◆ Your objective ◆
Can you rescale the items below, from the line that has "# point at: river water" through the end of the items? Give every line again, including those without coordinates, with each coordinate in the answers multiplied by 2.3 and rounded to a whole number, halves rounded up.

--- Start of Records supplied ---

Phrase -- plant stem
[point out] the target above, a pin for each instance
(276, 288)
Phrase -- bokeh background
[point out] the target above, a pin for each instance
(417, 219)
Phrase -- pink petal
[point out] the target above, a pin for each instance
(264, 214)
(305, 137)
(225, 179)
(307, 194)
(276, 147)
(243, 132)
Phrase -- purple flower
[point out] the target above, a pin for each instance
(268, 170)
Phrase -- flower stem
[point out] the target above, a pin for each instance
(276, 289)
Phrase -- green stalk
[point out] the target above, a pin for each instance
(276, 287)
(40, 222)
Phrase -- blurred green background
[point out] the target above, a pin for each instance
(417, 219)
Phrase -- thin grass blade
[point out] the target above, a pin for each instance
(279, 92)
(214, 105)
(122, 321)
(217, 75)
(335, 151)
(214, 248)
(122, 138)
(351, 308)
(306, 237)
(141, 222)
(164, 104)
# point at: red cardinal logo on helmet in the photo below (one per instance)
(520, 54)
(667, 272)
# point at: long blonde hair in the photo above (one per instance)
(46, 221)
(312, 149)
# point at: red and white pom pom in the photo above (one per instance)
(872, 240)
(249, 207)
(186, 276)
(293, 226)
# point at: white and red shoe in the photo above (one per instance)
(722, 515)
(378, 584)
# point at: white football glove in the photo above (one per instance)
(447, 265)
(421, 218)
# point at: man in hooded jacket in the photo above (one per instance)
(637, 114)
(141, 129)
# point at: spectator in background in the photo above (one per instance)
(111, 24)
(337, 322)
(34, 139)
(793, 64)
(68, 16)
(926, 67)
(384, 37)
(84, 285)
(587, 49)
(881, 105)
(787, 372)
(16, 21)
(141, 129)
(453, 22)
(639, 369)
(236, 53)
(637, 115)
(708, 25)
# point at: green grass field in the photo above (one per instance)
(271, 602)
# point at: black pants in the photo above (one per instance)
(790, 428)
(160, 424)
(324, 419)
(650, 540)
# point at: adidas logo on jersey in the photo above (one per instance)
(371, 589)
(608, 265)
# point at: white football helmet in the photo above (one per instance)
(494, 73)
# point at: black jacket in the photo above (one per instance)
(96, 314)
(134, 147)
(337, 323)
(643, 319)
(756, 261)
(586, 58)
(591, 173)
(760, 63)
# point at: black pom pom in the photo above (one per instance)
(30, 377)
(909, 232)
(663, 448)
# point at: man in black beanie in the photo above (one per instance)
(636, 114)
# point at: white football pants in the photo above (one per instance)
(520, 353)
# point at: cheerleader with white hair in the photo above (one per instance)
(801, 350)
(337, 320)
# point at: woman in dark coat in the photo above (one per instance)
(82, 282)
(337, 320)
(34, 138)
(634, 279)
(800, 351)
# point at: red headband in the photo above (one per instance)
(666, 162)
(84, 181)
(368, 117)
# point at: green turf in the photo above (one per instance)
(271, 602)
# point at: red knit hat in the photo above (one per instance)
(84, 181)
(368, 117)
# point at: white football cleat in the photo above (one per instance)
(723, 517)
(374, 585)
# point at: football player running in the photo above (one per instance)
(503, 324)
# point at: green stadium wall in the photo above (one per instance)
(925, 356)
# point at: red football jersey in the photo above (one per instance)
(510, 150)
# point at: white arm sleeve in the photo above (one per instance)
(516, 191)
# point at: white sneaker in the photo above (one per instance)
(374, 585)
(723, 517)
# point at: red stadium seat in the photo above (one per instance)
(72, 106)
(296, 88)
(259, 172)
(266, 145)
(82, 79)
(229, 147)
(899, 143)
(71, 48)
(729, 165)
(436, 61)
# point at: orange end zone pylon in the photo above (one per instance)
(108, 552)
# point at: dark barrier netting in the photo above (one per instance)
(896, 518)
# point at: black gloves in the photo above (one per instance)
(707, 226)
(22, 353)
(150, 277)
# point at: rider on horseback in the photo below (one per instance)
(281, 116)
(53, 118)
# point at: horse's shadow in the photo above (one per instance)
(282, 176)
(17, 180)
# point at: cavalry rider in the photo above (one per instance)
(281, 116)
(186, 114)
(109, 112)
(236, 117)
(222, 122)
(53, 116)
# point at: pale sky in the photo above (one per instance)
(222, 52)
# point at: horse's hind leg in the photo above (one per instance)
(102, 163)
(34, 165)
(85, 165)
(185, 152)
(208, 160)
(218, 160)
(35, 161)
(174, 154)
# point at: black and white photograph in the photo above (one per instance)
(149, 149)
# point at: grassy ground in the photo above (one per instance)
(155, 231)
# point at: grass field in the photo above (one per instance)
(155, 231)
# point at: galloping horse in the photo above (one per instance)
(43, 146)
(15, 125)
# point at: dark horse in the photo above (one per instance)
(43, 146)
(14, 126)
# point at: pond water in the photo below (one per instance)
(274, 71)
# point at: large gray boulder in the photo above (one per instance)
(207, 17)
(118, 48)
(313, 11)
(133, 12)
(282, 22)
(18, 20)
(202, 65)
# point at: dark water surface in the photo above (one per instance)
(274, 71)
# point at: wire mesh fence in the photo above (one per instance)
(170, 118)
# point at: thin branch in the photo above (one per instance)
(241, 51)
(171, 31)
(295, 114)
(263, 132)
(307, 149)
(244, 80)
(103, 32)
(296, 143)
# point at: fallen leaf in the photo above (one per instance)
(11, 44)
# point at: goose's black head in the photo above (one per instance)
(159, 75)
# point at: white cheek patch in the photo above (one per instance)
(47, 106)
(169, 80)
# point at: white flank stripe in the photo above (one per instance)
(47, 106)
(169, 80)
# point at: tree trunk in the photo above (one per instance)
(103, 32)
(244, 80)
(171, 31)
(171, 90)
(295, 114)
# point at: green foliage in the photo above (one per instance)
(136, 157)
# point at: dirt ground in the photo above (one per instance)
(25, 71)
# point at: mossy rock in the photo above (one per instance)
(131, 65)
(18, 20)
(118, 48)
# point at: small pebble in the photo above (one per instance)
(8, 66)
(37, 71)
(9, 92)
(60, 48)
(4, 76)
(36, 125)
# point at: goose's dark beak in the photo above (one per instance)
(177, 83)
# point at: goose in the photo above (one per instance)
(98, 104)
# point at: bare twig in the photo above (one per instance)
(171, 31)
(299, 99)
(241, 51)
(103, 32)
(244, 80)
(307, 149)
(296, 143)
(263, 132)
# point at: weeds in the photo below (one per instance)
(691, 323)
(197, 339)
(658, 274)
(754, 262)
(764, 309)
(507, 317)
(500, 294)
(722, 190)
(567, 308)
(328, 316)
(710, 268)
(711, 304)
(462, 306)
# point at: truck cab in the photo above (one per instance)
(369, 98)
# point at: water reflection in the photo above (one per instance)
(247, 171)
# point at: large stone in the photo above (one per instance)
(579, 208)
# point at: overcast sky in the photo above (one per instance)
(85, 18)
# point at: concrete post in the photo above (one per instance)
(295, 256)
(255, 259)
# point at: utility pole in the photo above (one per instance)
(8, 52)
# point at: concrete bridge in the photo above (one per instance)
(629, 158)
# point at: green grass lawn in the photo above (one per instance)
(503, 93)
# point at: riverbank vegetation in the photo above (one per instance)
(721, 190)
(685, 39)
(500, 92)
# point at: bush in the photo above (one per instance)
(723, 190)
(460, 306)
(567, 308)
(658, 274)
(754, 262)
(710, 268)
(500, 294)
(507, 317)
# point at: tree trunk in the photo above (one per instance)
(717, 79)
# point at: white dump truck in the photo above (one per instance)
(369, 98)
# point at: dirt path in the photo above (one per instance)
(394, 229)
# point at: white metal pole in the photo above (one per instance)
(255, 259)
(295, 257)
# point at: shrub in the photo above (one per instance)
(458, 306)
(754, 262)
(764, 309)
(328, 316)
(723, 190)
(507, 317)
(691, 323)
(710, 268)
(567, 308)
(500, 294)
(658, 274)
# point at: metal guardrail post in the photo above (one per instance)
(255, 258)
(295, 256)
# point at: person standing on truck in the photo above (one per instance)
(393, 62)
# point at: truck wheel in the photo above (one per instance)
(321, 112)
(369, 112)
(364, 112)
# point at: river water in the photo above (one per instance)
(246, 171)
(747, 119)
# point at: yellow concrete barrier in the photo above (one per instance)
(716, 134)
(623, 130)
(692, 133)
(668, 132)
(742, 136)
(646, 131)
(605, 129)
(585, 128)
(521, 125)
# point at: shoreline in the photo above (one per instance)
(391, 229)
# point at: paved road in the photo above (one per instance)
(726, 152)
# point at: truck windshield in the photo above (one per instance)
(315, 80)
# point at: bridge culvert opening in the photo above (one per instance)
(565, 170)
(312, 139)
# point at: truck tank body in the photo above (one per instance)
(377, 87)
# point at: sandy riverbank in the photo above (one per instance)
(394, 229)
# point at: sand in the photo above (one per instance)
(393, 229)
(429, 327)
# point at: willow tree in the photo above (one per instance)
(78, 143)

--- End of Records supplied ---

◆ Result for this exercise ◆
# point at: river water in the photo above (one per instance)
(566, 393)
(1718, 274)
# point at: yellow concrete barrier in the photo above (one per instance)
(1647, 308)
(1433, 299)
(1592, 306)
(1536, 304)
(1707, 313)
(1486, 301)
(1392, 297)
(1346, 294)
(1198, 288)
# point at: shoreline in the photo above (one per instance)
(899, 527)
# point at: paved road in the photo above (one per instance)
(1670, 350)
# point at: truck windshield in the photo above (one per instance)
(725, 184)
# point at: bridge culvert opening in the photo above (one per instance)
(1300, 391)
(718, 320)
# point at: truck tank body in the photo above (one per instance)
(867, 200)
# point at: sandy riverbank in the photo above (one per instance)
(906, 527)
# point at: sand in the photo above (one per instance)
(904, 527)
(987, 752)
# point at: willow tree in the photo above (one per instance)
(179, 329)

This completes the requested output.